- MATERIAL FOR THE TASK:

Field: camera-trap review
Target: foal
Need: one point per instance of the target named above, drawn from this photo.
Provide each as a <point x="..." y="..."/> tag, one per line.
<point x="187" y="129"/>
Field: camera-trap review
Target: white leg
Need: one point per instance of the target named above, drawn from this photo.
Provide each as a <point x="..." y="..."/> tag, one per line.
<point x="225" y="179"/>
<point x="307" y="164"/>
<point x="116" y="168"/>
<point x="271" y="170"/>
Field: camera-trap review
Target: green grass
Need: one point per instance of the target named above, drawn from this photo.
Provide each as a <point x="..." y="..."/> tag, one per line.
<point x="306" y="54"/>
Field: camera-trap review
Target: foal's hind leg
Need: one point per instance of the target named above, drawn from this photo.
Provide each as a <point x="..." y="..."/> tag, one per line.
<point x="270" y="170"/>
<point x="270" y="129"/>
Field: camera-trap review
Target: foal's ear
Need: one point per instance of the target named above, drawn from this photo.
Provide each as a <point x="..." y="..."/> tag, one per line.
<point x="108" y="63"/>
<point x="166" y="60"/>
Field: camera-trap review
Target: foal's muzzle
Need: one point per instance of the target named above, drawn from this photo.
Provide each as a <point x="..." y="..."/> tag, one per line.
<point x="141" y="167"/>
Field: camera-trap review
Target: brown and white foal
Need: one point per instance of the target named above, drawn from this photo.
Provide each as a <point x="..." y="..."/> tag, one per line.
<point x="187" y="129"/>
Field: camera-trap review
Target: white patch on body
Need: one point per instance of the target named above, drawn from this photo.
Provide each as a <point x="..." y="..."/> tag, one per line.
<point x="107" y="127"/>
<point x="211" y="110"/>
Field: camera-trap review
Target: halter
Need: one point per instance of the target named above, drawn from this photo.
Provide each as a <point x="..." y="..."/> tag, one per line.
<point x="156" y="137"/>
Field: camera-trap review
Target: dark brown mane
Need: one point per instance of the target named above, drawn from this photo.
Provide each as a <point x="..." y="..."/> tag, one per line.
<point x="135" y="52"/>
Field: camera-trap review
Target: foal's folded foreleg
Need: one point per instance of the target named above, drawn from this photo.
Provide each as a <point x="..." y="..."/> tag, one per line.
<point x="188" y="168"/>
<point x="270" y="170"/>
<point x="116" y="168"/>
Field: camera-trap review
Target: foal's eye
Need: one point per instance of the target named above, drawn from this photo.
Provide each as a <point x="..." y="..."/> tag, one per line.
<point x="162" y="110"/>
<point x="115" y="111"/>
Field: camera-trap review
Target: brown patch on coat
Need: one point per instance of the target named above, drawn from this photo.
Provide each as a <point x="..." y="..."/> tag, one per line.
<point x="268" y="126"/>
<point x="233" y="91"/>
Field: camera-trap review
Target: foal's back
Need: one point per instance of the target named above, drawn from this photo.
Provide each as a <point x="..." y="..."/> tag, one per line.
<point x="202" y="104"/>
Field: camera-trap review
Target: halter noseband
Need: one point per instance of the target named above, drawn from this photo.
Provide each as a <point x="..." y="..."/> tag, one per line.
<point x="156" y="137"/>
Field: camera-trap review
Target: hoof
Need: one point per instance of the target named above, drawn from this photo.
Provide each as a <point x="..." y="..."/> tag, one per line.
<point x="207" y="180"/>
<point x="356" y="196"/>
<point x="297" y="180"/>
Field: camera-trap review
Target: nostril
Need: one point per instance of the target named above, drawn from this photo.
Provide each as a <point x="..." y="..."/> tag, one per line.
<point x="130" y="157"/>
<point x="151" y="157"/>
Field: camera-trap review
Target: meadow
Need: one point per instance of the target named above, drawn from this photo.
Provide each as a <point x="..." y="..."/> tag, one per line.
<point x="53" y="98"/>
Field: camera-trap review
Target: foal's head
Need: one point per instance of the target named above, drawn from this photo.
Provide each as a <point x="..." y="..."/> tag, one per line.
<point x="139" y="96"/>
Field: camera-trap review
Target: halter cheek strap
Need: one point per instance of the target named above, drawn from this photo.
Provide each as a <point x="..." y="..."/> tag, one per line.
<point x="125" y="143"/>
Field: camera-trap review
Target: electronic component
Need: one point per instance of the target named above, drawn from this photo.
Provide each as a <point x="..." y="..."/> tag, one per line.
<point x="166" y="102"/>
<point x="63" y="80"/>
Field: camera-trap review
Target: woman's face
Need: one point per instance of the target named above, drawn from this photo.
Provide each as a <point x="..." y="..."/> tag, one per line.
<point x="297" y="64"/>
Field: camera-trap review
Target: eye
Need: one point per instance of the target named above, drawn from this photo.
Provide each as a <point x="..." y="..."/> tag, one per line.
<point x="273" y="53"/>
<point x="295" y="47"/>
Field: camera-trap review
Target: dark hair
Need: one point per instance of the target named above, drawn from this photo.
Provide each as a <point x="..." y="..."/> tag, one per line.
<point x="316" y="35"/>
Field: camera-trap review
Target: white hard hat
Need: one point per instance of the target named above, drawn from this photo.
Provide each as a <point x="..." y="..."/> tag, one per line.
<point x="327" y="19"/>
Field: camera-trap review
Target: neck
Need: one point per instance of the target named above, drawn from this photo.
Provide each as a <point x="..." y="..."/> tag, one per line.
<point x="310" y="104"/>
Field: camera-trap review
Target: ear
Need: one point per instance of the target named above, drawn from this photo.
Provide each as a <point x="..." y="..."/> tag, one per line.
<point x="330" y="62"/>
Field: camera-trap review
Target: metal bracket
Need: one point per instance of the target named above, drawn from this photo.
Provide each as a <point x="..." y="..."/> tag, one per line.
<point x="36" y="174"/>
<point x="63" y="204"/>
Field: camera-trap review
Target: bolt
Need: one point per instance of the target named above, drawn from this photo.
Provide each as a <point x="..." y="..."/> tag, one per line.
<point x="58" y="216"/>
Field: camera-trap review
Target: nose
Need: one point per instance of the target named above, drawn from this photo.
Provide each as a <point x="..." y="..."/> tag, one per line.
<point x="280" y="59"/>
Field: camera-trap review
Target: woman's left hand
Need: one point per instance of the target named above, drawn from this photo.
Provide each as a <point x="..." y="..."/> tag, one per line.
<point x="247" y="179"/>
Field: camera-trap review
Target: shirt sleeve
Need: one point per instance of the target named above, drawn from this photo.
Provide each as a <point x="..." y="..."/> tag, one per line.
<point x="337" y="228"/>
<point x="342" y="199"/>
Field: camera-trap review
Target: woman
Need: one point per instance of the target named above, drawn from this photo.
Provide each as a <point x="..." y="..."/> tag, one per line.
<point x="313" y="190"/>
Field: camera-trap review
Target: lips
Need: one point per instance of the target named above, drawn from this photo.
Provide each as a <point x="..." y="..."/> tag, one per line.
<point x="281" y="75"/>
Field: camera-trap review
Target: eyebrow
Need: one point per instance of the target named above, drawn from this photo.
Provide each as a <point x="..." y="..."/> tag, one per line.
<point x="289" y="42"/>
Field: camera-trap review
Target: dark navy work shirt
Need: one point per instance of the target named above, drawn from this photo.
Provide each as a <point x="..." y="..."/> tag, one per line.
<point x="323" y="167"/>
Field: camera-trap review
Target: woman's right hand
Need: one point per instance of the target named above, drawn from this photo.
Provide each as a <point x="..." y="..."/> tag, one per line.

- EXERCISE AIM:
Please print the records above exactly, leaving nothing out.

- EXERCISE RESULT:
Field: camera-trap review
Target: foal
Need: one point per instance of the target named above, drawn from this photo.
Provide each as a <point x="..." y="..."/> tag, one per line.
<point x="187" y="129"/>
Field: camera-trap review
Target: white leg
Need: one point per instance of the target named above, drawn from this photo.
Provide each as a <point x="..." y="..."/> tag, one per line.
<point x="225" y="179"/>
<point x="307" y="164"/>
<point x="116" y="168"/>
<point x="271" y="170"/>
Field: camera-trap review
Target: green grass
Need: one point per instance of the target named above, drawn from this photo.
Provide each as a <point x="..." y="..."/> tag, one per line.
<point x="306" y="54"/>
Field: camera-trap review
Target: foal's hind leg
Need: one point per instance of the target named above, drawn from this photo.
Provide each as a <point x="..." y="..."/> tag, one per line.
<point x="270" y="170"/>
<point x="270" y="129"/>
Field: camera-trap review
Target: foal's ear
Need: one point per instance of the target named above, drawn from this photo.
Provide each as a <point x="..." y="..."/> tag, one per line.
<point x="108" y="63"/>
<point x="166" y="60"/>
Field: camera-trap review
Target: foal's muzzle
Need: one point per instance of the target named above, drawn from this photo.
Provide each as a <point x="..." y="..."/> tag, one per line.
<point x="141" y="167"/>
Field: camera-trap review
Target: brown and white foal
Need: one point per instance of the target named above, drawn from this photo.
Provide each as a <point x="..." y="..."/> tag, one per line.
<point x="187" y="129"/>
Field: camera-trap review
Target: white patch on body
Need: one point per instance of the target named above, drawn from this photo.
Provide each as a <point x="..." y="..."/> tag, one per line.
<point x="107" y="127"/>
<point x="211" y="110"/>
Field: camera-trap review
Target: halter
Need: one point per instance of the target named above, drawn from this photo.
Provide each as a <point x="..." y="..."/> tag, one per line.
<point x="156" y="137"/>
Field: camera-trap review
Target: dark brown mane
Need: one point per instance of the target named above, drawn from this photo.
Provide each as a <point x="..." y="..."/> tag, one per line.
<point x="135" y="52"/>
Field: camera-trap review
Target: foal's folded foreleg
Need: one point per instance of the target named above, drawn from this photo.
Provide each as a <point x="..." y="..."/> tag, one per line.
<point x="188" y="168"/>
<point x="270" y="170"/>
<point x="116" y="168"/>
Field: camera-trap review
Target: foal's eye
Need: one point per instance of the target named above, drawn from this photo.
Provide each as a <point x="..." y="..."/> tag, one per line.
<point x="162" y="110"/>
<point x="115" y="111"/>
Field: camera-trap review
Target: brown patch on coat
Need: one point per instance of the target named above, drawn from this photo.
Provide each as a <point x="..." y="..."/> tag, one per line.
<point x="268" y="126"/>
<point x="233" y="91"/>
Field: camera-trap review
Target: foal's back
Need: one point per instance of the target named above, drawn from this photo.
Provide each as a <point x="..." y="..."/> tag, one per line.
<point x="202" y="104"/>
Field: camera-trap review
Target: halter noseband
Need: one point per instance of the target named above, drawn from this photo.
Provide each as a <point x="..." y="..."/> tag, one per line.
<point x="156" y="137"/>
Field: camera-trap review
Target: hoof
Need: one point per instance of the target named above, drawn from this photo.
Provide each as a <point x="..." y="..."/> tag, one per line.
<point x="207" y="180"/>
<point x="356" y="196"/>
<point x="297" y="180"/>
Field: camera-trap review
Target: nostril
Need: one point per instance of the target named above, drawn from this photo.
Provide each as a <point x="..." y="..."/> tag, one per line.
<point x="130" y="157"/>
<point x="151" y="157"/>
Field: camera-trap review
Target: meadow
Need: one point per instance of the target named above, drawn from this photo.
Provide each as a <point x="..." y="..."/> tag, one per line.
<point x="53" y="98"/>
Field: camera-trap review
Target: foal's head
Need: one point per instance of the target named above, drawn from this photo.
Provide each as a <point x="..." y="..."/> tag, one per line.
<point x="139" y="96"/>
Field: camera-trap review
Target: halter cheek strap
Need: one point per instance of the target named above, drawn from this photo.
Provide each as a <point x="..." y="..."/> tag, one per line.
<point x="125" y="143"/>
Field: camera-trap review
Target: electronic component
Need: one point per instance of the target named above, drawn from this photo.
Provide each as a <point x="..." y="..."/> tag, one per line.
<point x="166" y="102"/>
<point x="63" y="80"/>
Field: camera-trap review
Target: woman's face
Need: one point per instance of the target named above, drawn from this photo.
Provide each as a <point x="..." y="..."/> tag, one per line.
<point x="297" y="64"/>
Field: camera-trap review
Target: eye
Need: one point per instance of the target named above, drawn from this photo.
Provide each as a <point x="..." y="..."/> tag, one per line.
<point x="273" y="53"/>
<point x="295" y="47"/>
Field: camera-trap review
Target: dark hair
Need: one point per instance of the target named above, drawn from this photo.
Provide each as a <point x="..." y="..."/> tag, one per line.
<point x="316" y="35"/>
Field: camera-trap review
Target: white hard hat
Need: one point per instance of the target named above, drawn from this photo.
Provide each as a <point x="..." y="..."/> tag, one per line.
<point x="327" y="19"/>
Field: camera-trap review
Target: neck
Need: one point per instance of the target named above, drawn from this photo.
Provide each as a <point x="..." y="..."/> tag, one per line.
<point x="310" y="104"/>
Field: camera-trap review
Target: ear
Need: one point per instance of the target named above, drawn from this photo.
Provide each as a <point x="..." y="..."/> tag, one per line.
<point x="330" y="62"/>
Field: camera-trap review
Target: metal bracket
Need: one point per instance of the target named above, drawn from this photo.
Provide each as a <point x="..." y="..."/> tag, one per line.
<point x="36" y="174"/>
<point x="63" y="204"/>
Field: camera-trap review
Target: bolt
Need: one point per instance of the target named above, drawn from this photo.
Provide each as a <point x="..." y="..."/> tag, one per line.
<point x="58" y="216"/>
Field: camera-trap review
Target: nose
Need: one point per instance of the target named above, drawn from this photo.
Provide each as a <point x="..." y="..."/> tag, one per line.
<point x="280" y="59"/>
Field: camera-trap review
Target: woman's left hand
Need: one point per instance of the target named above, drawn from this photo.
Provide each as a <point x="..." y="..."/> tag, one per line.
<point x="247" y="179"/>
Field: camera-trap review
Target: shirt sleeve
Need: one point per instance of the target named above, drawn from this photo.
Provide each as a <point x="..." y="..."/> tag, one per line.
<point x="337" y="228"/>
<point x="342" y="199"/>
Field: camera-trap review
Target: woman
Need: one point per instance of the target named above, drawn from this photo.
Provide each as a <point x="..." y="..."/> tag, one per line.
<point x="313" y="190"/>
Field: camera-trap review
Target: lips
Need: one point per instance of the target named above, drawn from this photo.
Provide each as a <point x="..." y="..."/> tag, one per line.
<point x="281" y="75"/>
Field: camera-trap review
Target: eyebrow
Need: one point per instance of the target named above, drawn from this photo.
Provide each as a <point x="..." y="..."/> tag, one per line.
<point x="289" y="42"/>
Field: camera-trap review
Target: dark navy work shirt
Need: one point per instance of the target named above, drawn from this photo.
Provide each as a <point x="..." y="..."/> tag, one per line.
<point x="323" y="167"/>
Field: camera-trap review
Target: woman's right hand
Need: one point per instance of the target named above, drawn from this photo.
Provide each as a <point x="..." y="..."/> tag, one per line.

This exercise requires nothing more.